▸ Required action:
Please quote the whole text about Docker and releasing research code word for word.

### Text block ###

Well ... that part isn't nonsense, though I agree it shouldn't be a dealbreaker. And it means we should work towards making such support demands minimal or non-existent via easy containerization.

I note with frustration that even the Docker people, whose entire job is containerization, can get this part wrong. I remember when we containerized our startup's app c. 2015, to the point that you should be able to run it locally just by installing docker and running `docker-compose up`, and it still stopped working within a few weeks (which we found when onboarding new employees), which required a knowledgeable person to debug and re-write.

(They changed the spec for docker-compose so that the new version you'd get when downloading Docker would interpret the yaml to mean something else.)

onhn|5 years ago

As a theoretical physicist your results should be reproducible based on the content of your papers, where you should detail/state the methods you use. I would make the argument that releasing code in your position has the potential to be scientifically damaging; if another researcher interested in reproducing your results reads your code, then it is possible their reproduction will not be independent. However they will likely still publish it as such.

### The data ###

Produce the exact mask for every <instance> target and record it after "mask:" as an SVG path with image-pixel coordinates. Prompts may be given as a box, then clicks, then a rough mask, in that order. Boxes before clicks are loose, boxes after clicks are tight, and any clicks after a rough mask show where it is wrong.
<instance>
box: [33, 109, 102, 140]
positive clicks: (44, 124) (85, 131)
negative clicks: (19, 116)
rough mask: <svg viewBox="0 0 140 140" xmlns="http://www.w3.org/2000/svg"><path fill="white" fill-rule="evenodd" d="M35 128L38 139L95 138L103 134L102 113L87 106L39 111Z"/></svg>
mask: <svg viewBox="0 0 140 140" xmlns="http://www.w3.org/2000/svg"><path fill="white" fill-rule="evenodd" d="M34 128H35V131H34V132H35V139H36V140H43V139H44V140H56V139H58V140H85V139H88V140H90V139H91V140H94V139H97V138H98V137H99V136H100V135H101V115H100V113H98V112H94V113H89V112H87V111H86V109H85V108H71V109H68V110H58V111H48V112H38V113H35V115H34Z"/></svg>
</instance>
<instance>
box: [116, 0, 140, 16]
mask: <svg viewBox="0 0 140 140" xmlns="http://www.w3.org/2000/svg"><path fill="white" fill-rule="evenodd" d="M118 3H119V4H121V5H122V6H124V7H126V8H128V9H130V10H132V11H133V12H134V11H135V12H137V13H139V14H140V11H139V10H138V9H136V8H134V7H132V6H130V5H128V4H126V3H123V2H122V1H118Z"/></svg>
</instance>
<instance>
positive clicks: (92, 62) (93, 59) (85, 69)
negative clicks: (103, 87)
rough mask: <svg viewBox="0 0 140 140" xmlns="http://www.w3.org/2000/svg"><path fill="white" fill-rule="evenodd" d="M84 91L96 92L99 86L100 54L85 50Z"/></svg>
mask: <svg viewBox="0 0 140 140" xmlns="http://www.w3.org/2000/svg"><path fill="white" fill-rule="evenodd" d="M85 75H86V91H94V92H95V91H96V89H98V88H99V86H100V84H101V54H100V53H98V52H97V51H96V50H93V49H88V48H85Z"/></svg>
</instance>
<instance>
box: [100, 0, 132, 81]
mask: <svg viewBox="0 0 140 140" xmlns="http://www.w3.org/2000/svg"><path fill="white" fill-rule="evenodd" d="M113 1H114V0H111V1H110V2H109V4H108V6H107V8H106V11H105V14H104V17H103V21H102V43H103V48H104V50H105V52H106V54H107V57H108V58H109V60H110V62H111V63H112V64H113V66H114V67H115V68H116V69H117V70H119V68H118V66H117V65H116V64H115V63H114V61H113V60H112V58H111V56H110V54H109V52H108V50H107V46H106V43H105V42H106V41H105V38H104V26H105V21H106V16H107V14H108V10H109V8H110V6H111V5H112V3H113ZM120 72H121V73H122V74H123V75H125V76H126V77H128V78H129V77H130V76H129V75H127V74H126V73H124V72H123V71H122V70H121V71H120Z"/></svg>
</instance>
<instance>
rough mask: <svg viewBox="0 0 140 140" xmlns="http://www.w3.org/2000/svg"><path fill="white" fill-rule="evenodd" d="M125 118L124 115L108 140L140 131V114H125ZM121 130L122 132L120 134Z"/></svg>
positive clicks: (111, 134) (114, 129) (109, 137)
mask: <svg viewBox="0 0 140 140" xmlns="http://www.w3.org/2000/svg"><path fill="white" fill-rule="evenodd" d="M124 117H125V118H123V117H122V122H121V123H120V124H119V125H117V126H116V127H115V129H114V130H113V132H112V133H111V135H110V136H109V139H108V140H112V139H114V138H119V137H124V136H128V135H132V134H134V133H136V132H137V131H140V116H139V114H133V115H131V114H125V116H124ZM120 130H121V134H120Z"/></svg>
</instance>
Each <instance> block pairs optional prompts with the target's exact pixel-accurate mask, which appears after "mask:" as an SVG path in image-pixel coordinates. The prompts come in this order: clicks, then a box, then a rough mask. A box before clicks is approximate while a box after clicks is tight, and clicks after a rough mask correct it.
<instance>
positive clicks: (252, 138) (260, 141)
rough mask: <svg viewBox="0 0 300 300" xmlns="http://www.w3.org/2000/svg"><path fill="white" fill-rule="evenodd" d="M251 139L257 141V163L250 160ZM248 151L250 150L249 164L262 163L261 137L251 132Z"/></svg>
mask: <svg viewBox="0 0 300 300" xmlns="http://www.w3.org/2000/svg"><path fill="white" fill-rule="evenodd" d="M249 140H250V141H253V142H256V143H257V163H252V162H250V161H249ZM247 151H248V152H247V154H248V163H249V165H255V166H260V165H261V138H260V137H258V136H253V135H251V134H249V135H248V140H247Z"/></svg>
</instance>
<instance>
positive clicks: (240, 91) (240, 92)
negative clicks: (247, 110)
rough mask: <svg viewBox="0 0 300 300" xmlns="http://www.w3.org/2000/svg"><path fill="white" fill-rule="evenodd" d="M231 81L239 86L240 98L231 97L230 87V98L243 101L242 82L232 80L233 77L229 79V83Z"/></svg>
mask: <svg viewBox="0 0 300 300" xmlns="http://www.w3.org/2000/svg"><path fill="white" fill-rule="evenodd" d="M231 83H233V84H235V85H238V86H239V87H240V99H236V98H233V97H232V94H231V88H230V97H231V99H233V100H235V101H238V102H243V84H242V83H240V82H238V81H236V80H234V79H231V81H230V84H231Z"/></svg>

###

▸ Worked solution:
Well ... that part isn't nonsense, though I agree it shouldn't be a dealbreaker. And it means we should work towards making such support demands minimal or non-existent via easy containerization.

I note with frustration that even the Docker people, whose entire job is containerization, can get this part wrong. I remember when we containerized our startup's app c. 2015, to the point that you should be able to run it locally just by installing docker and running `docker-compose up`, and it still stopped working within a few weeks (which we found when onboarding new employees), which required a knowledgeable person to debug and re-write.

(They changed the spec for docker-compose so that the new version you'd get when downloading Docker would interpret the yaml to mean something else.)

onhn|5 years ago

As a theoretical physicist your results should be reproducible based on the content of your papers, where you should detail/state the methods you use. I would make the argument that releasing code in your position has the potential to be scientifically damaging; if another researcher interested in reproducing your results reads your code, then it is possible their reproduction will not be independent. However they will likely still publish it as such.